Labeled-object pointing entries
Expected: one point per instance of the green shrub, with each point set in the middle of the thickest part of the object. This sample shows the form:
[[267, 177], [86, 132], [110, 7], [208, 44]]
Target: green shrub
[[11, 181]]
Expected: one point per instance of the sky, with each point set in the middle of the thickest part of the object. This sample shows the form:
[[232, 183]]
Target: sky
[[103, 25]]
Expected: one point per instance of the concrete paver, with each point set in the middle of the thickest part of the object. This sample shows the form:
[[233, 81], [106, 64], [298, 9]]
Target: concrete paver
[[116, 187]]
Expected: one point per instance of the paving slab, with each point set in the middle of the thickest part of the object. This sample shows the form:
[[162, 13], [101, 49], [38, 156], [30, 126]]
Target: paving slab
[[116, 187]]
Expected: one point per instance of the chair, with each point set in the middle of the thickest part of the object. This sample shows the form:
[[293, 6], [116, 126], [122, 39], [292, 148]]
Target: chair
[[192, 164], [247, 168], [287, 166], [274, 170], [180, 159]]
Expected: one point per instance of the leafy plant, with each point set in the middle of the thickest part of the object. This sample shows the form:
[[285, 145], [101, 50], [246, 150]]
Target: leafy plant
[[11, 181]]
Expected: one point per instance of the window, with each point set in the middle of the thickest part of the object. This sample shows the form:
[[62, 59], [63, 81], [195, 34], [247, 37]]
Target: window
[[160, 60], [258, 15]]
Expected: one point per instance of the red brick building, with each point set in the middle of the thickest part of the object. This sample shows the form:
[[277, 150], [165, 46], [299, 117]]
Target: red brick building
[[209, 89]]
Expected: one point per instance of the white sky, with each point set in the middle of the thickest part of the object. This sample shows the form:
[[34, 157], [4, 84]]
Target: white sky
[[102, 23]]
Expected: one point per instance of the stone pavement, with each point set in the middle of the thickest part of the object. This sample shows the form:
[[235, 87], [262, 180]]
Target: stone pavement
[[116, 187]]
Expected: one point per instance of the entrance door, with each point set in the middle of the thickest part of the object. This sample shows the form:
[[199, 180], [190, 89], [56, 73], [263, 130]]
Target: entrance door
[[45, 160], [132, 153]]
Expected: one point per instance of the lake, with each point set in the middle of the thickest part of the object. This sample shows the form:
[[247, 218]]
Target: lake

* What is required *
Rescale the data from the line containing "Expected: one point per instance of the entrance" through the line containing "[[45, 160], [132, 153]]". Give back every line in that stretch, multiplying each point coordinate in the answers by 1.85 and rounding to whole numbers with halves rounded up, while leaving the requests and their format samples unchanged.

* Full solution *
Expected: one point per instance of the entrance door, with each point set in the middle of the thickest part of the object. This sample shows the form:
[[199, 180], [190, 89], [56, 73], [263, 130]]
Target: entrance door
[[83, 296], [244, 283]]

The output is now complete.